++++ Excerpted text ++++
Index(['place', 'Temp', 'event'], dtype='object')

### Accessing particular column

In [99]:
df.Temp

0    30
1    25
2    40
Name: Temp, dtype: int64

### Another way of accessing columns

In [104]:
df['Temp']

0    30
1    25
2    40
Name: Temp, dtype: int64

### Accessing Multiple columns

In [108]:
df[['place','event']]

Unnamed: 0,place,event
0,Hyderabad,Rainy
1,Banglore,snowy
2,Chennai,sunny


In [109]:
df['Temp'].sum()

95

## READ AND WRITE CSV and XLS FILES

### To read csv file

In [115]:
import pandas as pd
#df=pd.read_csv('filename.csv')
#df

### To read XLS file

In [None]:
import pandas as pd
#df=pd.read_excel('filename.xlsx')
#df

### To write csv file

In [None]:
import pandas as pd
#df.to_csv('newfilename.csv')

### To write XLS file

In [None]:
import pandas as pd
#df.to_excel('newfilename.xlsx')

In [117]:
import pandas as pd
df=pd.read_csv('weather.csv')
df

Unnamed: 0,place,Temp,event
0,Hyderabad,30,Rainy
1,Banglore,25,snowy
2,Chennai,40,sunny


## INDEXING AND SELECTION OF DATA
   * loc()
   * iloc()

### Slicing a dataframe

In [119]:
df[:2]  #slicing can be done to retrieve the rows

Unnamed: 0,place,Temp,event
0,Hyderabad,30,Rainy
1,Banglore,25,snowy


with the help of loc() and iloc(), we can select certain rows

loc() uses string indices

iloc() uses integers

### loc()
It is a label based indexing


In [131]:
df.loc[1]

place    Banglore
Temp           25
event       snowy
Name: 1, dtype: object

In [136]:
df.loc[:2]   #using index to access data

Unnamed: 0,place,Temp,event
0,Hyderabad,30,Rainy
1,Banglore,25,snowy
2,Chennai,40,sunny


### iloc()
It is a integer based indexing

In [137]:
df.iloc[1]

place    Banglore
Temp           25
event       snowy
Name: 1, dtype: object

In [141]:
df.iloc[:2] #which is same as slicing mentioned above

Unnamed: 0,place,Temp,event
0,Hyderabad,30,Rainy
1,Banglore,25,snowy


## SORTING OF DATA

   * sort by index
   * sort by value

### sort by index

In [144]:
data={'place':['Hyderabad','Banglore','Chennai'],
      'Temp':[30,25,40],
      'event':['Rainy','snowy','sunny'] 
     }
df=pd.DataFrame(data,index=['c','a','b'])
df

Unnamed: 0,place,Temp,event
c,Hyderabad,30,Rainy
a,Banglore,25,snowy
b,Chennai,40,sunny


In [145]:
data={'place':['Hyderabad','Banglore','Chennai'],
      'Temp':[30,25,40],
      'event':['Rainy','snowy','sunny'] 
     }
df=pd.DataFrame(data,index=['c','a','b'])
df.sort_index()  ##sort according to index

Unnamed: 0,place,Temp,event
a,Banglore,25,snowy
b,Chennai,40,sunny
c,Hyderabad,30,Rainy


### sort by value

In [146]:
data={'place':['Hyderabad','Banglore','Chennai'],
      'Temp':[30,25,40],
      'event':['Rainy','snowy','sunny'] 
     }
df=pd.DataFrame(data)
++++
- **Instruction 1**
List every file name that appears in the pandas tutorial.
The pandas tutorial and the rows that follow it are unrelated to each other.
++++ Recorded data ++++
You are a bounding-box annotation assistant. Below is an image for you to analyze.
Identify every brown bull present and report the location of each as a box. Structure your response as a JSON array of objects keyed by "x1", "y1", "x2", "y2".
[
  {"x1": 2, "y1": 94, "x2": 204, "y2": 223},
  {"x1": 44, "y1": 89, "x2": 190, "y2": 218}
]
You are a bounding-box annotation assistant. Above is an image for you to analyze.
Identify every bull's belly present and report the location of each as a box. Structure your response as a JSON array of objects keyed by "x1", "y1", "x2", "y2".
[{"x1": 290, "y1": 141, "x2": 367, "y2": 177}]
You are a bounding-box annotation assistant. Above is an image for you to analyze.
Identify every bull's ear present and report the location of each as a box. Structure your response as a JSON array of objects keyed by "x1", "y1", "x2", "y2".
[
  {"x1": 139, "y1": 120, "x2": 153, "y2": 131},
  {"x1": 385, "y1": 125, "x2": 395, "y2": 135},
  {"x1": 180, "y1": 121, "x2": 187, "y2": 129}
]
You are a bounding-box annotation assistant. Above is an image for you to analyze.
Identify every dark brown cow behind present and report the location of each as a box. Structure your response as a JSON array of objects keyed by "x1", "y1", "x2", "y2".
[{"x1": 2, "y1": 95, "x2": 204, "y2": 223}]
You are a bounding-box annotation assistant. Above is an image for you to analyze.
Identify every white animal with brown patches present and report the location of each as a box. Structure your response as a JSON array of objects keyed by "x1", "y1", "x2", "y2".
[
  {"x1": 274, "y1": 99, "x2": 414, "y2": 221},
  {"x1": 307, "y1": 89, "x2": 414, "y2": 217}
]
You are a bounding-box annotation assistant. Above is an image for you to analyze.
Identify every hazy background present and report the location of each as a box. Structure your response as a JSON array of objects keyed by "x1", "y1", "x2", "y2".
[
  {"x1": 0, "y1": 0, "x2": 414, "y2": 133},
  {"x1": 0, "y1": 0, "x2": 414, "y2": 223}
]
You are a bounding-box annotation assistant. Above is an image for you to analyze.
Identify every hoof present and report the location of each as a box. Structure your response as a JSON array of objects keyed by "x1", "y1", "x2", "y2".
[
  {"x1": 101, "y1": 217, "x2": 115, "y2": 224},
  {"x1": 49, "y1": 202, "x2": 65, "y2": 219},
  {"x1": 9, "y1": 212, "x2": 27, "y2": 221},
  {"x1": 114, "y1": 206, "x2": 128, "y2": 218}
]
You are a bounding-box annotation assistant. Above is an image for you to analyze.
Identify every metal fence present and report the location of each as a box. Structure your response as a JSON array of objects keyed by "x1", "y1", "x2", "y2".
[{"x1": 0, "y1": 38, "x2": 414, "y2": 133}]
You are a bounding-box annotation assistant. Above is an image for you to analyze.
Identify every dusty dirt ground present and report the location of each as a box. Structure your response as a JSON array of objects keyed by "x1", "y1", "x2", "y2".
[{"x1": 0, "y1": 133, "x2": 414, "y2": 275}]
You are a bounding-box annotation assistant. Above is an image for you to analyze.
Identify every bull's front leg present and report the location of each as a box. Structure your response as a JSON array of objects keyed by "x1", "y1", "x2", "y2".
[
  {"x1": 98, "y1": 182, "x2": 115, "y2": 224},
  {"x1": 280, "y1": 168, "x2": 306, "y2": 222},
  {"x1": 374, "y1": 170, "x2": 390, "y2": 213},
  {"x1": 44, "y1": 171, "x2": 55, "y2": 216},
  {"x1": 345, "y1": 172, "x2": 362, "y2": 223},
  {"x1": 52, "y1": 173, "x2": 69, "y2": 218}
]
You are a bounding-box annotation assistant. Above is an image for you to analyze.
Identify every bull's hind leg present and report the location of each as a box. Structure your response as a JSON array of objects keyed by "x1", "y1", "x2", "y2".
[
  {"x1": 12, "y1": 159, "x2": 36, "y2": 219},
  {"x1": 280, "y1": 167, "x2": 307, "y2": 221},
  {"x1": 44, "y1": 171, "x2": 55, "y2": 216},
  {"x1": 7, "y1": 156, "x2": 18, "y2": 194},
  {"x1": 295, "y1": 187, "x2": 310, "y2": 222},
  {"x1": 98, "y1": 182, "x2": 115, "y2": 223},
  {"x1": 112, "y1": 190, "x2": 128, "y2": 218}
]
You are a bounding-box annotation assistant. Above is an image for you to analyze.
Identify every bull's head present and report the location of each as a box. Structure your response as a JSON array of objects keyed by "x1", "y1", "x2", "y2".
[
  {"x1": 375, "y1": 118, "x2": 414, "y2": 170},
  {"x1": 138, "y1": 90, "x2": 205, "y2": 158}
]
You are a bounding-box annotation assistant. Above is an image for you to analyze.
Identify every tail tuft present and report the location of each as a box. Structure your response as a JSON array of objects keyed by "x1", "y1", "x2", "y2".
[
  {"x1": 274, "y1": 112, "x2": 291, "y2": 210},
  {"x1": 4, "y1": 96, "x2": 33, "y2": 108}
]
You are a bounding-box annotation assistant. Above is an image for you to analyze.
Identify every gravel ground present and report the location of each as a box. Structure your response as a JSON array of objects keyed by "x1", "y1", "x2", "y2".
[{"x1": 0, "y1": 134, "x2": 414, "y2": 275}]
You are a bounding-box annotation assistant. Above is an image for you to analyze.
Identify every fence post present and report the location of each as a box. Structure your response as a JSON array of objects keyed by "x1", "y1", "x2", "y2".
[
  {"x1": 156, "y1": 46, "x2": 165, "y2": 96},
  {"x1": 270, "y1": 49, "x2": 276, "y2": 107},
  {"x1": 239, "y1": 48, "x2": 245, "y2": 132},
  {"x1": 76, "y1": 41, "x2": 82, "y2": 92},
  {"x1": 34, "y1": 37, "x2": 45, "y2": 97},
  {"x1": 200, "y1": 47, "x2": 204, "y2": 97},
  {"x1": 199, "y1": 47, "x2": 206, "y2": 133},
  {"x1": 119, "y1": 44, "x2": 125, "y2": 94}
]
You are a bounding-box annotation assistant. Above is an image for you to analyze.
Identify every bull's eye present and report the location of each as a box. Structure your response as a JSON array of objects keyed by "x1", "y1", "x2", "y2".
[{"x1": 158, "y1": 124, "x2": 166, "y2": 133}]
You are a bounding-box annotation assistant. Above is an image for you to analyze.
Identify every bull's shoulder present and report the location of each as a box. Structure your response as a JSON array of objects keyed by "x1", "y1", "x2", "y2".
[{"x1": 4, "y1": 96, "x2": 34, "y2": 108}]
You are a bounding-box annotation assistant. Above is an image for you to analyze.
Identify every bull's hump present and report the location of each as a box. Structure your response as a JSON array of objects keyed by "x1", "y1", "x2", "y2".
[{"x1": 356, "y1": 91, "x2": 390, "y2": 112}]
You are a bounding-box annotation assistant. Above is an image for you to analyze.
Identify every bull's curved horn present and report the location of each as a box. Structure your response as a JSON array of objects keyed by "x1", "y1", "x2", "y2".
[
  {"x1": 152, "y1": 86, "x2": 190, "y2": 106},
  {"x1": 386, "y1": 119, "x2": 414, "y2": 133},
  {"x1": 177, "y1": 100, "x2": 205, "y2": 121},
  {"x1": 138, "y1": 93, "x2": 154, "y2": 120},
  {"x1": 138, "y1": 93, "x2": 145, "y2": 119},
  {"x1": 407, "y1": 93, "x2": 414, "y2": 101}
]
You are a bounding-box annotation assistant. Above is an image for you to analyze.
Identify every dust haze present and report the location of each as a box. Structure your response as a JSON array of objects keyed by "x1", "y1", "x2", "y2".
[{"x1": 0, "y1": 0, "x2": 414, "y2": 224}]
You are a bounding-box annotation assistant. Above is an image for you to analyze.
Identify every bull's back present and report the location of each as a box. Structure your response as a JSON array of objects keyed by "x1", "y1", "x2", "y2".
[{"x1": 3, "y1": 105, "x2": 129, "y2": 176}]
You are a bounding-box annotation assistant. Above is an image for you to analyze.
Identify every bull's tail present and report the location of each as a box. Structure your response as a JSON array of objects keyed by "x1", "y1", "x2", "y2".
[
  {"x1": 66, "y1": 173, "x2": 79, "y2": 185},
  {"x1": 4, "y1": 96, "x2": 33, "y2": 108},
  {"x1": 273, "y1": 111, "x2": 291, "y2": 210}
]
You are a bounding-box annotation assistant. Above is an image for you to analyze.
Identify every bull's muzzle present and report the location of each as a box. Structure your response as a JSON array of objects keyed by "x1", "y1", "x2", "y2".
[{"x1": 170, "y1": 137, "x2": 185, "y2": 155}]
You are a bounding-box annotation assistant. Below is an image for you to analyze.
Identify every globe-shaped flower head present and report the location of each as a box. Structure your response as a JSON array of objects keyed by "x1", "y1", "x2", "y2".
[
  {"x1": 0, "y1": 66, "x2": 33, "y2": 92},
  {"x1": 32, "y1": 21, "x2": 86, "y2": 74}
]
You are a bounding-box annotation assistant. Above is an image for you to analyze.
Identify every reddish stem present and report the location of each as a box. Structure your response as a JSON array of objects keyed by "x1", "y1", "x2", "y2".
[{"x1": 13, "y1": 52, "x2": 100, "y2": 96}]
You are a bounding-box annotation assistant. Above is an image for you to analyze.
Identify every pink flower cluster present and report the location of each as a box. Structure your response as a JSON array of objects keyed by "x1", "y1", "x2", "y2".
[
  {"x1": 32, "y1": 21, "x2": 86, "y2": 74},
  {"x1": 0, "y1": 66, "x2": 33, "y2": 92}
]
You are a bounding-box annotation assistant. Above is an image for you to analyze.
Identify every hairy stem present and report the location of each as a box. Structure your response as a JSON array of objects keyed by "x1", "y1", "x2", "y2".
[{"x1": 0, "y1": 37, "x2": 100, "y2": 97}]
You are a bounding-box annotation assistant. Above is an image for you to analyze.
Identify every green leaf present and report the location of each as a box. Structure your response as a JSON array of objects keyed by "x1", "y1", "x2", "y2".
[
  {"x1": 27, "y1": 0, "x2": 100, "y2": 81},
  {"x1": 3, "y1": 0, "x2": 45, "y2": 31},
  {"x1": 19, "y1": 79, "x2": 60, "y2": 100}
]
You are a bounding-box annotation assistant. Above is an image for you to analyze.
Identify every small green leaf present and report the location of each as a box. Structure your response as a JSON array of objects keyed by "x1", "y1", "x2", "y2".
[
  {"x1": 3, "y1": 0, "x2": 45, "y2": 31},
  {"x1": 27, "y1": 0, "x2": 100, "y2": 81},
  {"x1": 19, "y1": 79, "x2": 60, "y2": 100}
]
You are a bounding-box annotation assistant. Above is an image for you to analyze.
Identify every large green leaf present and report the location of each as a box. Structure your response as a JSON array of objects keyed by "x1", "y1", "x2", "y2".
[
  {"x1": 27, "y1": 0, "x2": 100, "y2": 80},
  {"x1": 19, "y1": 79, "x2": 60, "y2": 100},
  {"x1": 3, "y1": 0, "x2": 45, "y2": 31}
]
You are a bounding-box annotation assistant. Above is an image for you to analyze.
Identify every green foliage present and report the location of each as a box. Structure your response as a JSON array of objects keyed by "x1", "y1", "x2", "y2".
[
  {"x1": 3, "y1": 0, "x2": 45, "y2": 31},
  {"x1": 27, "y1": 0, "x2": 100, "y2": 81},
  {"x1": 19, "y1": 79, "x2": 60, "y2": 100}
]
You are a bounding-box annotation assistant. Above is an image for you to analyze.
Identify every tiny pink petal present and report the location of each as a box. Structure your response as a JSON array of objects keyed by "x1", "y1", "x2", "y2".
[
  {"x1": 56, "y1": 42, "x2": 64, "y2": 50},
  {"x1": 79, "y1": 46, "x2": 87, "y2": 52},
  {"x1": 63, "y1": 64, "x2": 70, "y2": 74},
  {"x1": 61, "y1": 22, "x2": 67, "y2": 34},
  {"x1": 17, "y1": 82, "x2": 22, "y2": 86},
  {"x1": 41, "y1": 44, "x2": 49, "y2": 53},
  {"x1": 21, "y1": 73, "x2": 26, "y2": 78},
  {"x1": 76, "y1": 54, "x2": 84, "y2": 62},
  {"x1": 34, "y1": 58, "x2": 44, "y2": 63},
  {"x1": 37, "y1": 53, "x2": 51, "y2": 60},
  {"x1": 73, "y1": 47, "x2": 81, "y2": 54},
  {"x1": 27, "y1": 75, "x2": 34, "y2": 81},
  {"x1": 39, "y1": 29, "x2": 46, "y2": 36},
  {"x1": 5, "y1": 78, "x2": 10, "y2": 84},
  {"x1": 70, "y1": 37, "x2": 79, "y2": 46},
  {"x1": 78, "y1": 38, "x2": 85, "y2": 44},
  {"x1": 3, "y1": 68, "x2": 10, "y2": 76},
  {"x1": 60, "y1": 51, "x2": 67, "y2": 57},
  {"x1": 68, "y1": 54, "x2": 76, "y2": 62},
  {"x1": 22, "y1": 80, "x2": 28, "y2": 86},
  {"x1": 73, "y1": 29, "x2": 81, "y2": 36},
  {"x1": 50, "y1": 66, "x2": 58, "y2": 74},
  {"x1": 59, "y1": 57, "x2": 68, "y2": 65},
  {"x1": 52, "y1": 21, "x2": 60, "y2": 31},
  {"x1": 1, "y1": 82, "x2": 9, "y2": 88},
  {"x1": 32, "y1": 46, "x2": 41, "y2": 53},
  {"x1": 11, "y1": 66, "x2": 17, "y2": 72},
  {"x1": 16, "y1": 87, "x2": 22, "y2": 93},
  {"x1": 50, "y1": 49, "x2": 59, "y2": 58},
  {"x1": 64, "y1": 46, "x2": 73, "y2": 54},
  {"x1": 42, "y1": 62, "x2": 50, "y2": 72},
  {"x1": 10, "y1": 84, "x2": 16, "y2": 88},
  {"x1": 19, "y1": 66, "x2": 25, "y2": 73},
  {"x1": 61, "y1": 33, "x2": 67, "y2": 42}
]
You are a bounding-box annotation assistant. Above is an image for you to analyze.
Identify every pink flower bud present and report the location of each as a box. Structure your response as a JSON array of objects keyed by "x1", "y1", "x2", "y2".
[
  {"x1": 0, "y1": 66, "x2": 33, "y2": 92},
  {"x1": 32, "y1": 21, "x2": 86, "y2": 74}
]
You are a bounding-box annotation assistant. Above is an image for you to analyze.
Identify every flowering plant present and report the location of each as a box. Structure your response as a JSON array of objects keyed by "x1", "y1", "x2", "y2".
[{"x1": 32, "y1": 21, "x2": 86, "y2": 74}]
++++
- **Instruction 2**
Pull out each line of the rows above that contains the string "stem".

- **Expected answer 1**
filename.csv, filename.xlsx, newfilename.csv, newfilename.xlsx, weather.csv

- **Expected answer 2**
Identify every reddish stem present and report the location of each as a box. Structure your response as a JSON array of objects keyed by "x1", "y1", "x2", "y2".
Identify every hairy stem present and report the location of each as a box. Structure your response as a JSON array of objects keyed by "x1", "y1", "x2", "y2".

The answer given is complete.